__STATED PROBLEM__: In the passage on foreclosures, write out the part that opens with the words containing "The evils of" and closes with "them should lie.", replacing "losses" with "costs".

__EXCERPT PROVIDED__:

This piece from today’s Washington Post  (extract follows) gives a hint of what may be to come:

Senior Obama administration officials said Friday that a nationwide moratorium on foreclosure sales may be inevitable, despite their grave reservations about the impact a broad freeze would have on the nation’s housing market and economic recovery.

Their remarks were made as pressure for a nationwide moratorium mounted Friday when Bank of America, the nation’s largest bank, halted evictions in all 50 states. Senate Majority Leader Harry M. Reid (D-Nev.), who is locked in a tight reelection campaign, called on other major lenders to follow suit.

The White House has so far resisted joining the election-season calls for action but convened two interagency meetings this week to discuss reports that banks filed fraudulent documents to evict borrowers who missed payments as well as fundamental questions about whether banks are seizing properties without having clear ownership of the mortgages.

One meeting was made up mostly of groups that regulate the housing industry, including the Department of Housing and Urban Development, the Treasury Department and the White House. The other, which involved the U.S. Securities and Exchange Commission, the Internal Revenue Service and U.S. attorneys from across the country, was focused on the question of whether financial fraud was committed.

The evils of “fraudulent eviction” are self evident, but note also the reference by the Washington Post to questions about whether “banks are seizing properties without having clear ownership of the mortgages”, a reference to legal problems that could conceivably unwind large numbers of supposedly securitized mortgages — and pose very ugly questions indeed over where the losses associated with them should lie.

__RECORD EXTRACTS__:
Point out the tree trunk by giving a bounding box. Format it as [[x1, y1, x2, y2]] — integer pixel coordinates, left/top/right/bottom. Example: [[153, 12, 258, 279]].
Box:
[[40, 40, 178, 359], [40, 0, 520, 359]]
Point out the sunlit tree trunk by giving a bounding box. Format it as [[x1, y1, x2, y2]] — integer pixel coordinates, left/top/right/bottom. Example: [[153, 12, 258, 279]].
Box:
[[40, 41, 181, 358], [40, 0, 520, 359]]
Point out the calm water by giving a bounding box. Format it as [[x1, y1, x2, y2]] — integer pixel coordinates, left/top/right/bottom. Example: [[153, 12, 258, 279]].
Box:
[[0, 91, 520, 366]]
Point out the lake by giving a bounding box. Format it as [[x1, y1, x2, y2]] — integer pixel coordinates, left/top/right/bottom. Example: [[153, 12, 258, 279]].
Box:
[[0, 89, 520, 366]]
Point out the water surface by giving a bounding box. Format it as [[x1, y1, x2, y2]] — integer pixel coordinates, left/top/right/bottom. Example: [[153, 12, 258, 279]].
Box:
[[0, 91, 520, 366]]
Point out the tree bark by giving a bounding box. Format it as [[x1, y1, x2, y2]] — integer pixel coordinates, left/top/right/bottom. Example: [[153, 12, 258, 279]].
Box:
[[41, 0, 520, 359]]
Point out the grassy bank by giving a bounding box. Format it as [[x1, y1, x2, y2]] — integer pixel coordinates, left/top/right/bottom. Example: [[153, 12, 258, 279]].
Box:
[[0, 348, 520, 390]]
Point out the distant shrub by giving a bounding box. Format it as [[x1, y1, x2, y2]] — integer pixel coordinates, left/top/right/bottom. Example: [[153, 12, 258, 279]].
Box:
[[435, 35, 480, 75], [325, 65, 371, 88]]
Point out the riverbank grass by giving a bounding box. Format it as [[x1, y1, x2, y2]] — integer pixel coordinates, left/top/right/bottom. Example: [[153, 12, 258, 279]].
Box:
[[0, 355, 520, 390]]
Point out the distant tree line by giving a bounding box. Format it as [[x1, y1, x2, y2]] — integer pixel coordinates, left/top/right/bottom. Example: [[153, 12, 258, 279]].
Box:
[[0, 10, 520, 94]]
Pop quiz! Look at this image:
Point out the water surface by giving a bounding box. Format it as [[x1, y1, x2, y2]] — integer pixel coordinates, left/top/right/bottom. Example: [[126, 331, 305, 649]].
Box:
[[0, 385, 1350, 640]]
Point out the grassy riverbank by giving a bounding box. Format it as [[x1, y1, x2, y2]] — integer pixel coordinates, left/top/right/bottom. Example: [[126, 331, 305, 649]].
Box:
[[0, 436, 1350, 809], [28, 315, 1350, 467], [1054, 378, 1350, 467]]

__FULL OUTPUT__:
The evils of “fraudulent eviction” are self evident, but note also the reference by the Washington Post to questions about whether “banks are seizing properties without having clear ownership of the mortgages”, a reference to legal problems that could conceivably unwind large numbers of supposedly securitized mortgages — and pose very ugly questions indeed over where the costs associated with them should lie.